WHAT THIS EXERCISE ASKS:
A. According to the article about Elizabeth Holmes's trial, who gave the opening statement for the prosecution?
B. Copy the article about Elizabeth Holmes's trial from "Theranos Founder Elizabeth" to "was under attack.".
C. Continue the article about Elizabeth Holmes's trial, starting after its final sentence.

TEXT SHOWN:

Theranos Founder Elizabeth Holmes Is on Trial. Silicon Valley Is Watching
If you need convincing that Elizabeth Holmes is a person with feelings, and not a villain out for blood, just look through her text messages. “You are breeze in desert for me,” she sent Ramesh Balwani, her business partner and boyfriend, in 2015. “My water. And ocean.” Even when Wall Street Journal reporter John Carreyrou was investigating her medical-testing company, Theranos, Holmes still had love on her mind. “Was thinking about you this morning,” she texted Balwani that June. Balwani reminded her to stay focused: Theranos was under attack.
Six pages of text messages are some of the first documents to come out of Holmes’ trial, which began this week, more than three years after she was indicted on charges of defrauding investors, as well as doctors and patients, about Theranos’ capabilities. She has pleaded not guilty. The defense’s task over the coming months is to humanize Holmes, showing the jury a young and ambitious entrepreneur who made some mistakes in her pursuit of success. The government will try to convince jurors that she became a billionaire at the cost of her customers’ health, and jeopardized her investors along the way.
And Silicon Valley will be paying attention. The landmark case scrutinizes one company, one founder—but in doing so, it will shine a harsh light on some of the norms of startup culture, including the expectation that founders pursue their ideas with something like reckless determination. Elizabeth Holmes had become, as lead prosecutor Robert Leach put it in his opening statement on Wednesday, “one of the most celebrated CEOs in Silicon Valley and the world. But under the facade of Theranos’ success, there were significant problems brewing.” The question for the jury, then, is to decide at what point startup swagger turns into fraud.
“I’m glad the ‘Fake it till you make it’ mantra of Silicon Valley is coming into question,” says Eric Bahn, cofounder of Hustle Fund, an early-stage VC firm. “For the past decade, it almost felt like a rallying cry for founders and investors alike.”

RECORDED DATA:
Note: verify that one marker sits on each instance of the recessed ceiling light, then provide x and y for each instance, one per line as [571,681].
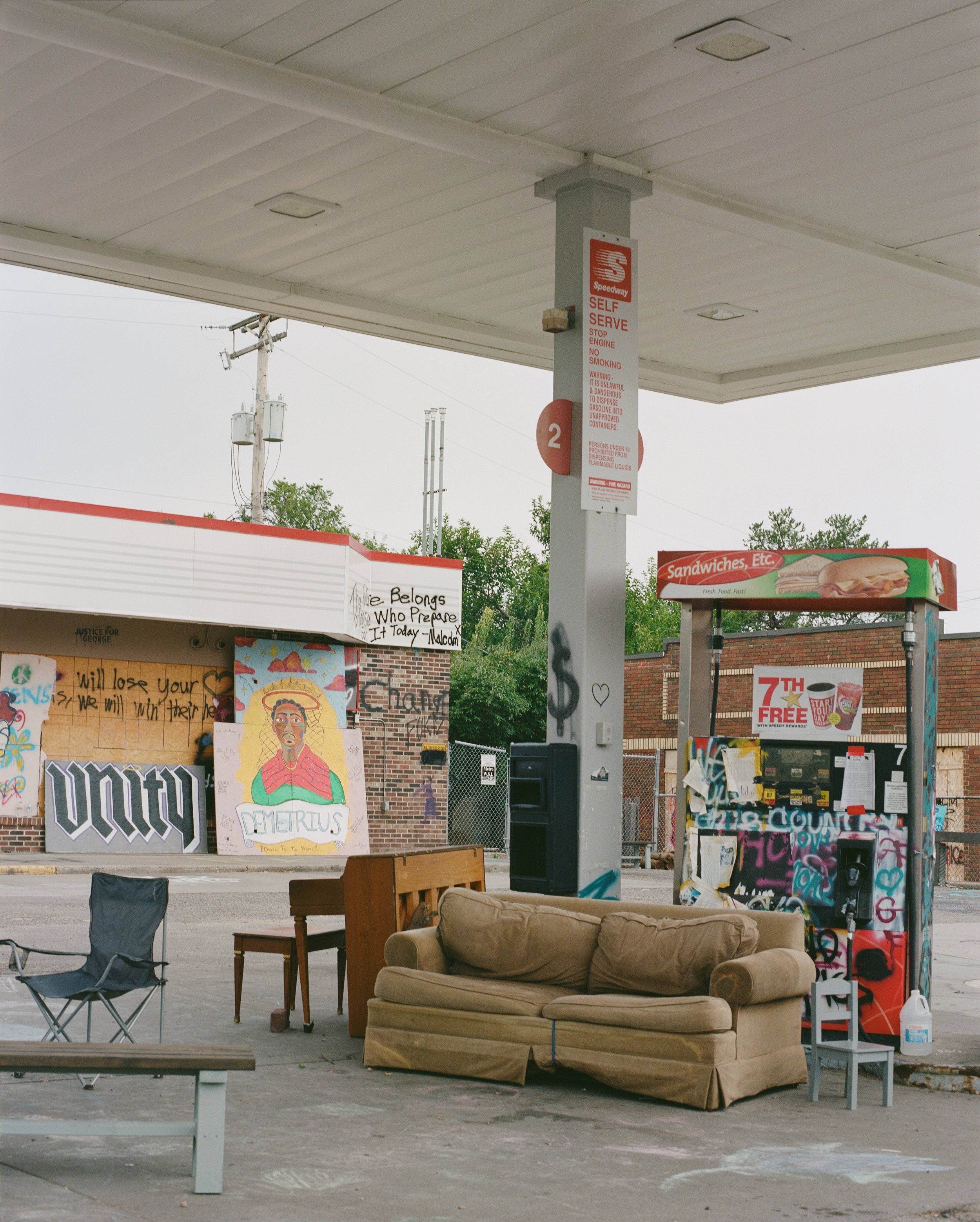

ANSWERS FOR THIS EXERCISE:
A. Robert Leach, the lead prosecutor, gave it.

B.
Theranos Founder Elizabeth Holmes Is on Trial. Silicon Valley Is Watching
If you need convincing that Elizabeth Holmes is a person with feelings, and not a villain out for blood, just look through her text messages. “You are breeze in desert for me,” she sent Ramesh Balwani, her business partner and boyfriend, in 2015. “My water. And ocean.” Even when Wall Street Journal reporter John Carreyrou was investigating her medical-testing company, Theranos, Holmes still had love on her mind. “Was thinking about you this morning,” she texted Balwani that June. Balwani reminded her to stay focused: Theranos was under attack.

C.
At the same time, Bahn says, he worries that the attention on Holmes could turn into greater scrutiny of female founders, who, studies have shown, already have a harder time raising money in Silicon Valley. “I have heard one anecdote already about a female health care founder being questioned on her thoughts about Holmes, and how that founder felt like she was already being compared.” A recent story in The New York Times found that plenty of other female founders face comparisons to Holmes.
Holmes’ story has already left an indelible mark, not just on Silicon Valley but on American culture writ large. She was a beguiling character for investors and media alike—the blonde baritone in black turtlenecks—and her downfall attracted as much attention as her rise: hundreds of magazine articles, a best-selling book, a podcast series, several documentaries, a forthcoming television series starring Amanda Seyfried. As a result, the first week in court was mainly spent on the difficult task of selecting a jury who had not been steeped in the coverage and could present an unbiased opinion.
Jurors were also asked if they had been exposed to domestic abuse, as the defense plans to argue that Holmes was subjected to “a decade-long campaign of psychological abuse” by Balwani. (Balwani has denied any allegations of abuse. He has also been charged with fraud, and has also pleaded not guilty. His trial is set to begin in January.) About half of the jury pool raised their hands, according to The New York Times.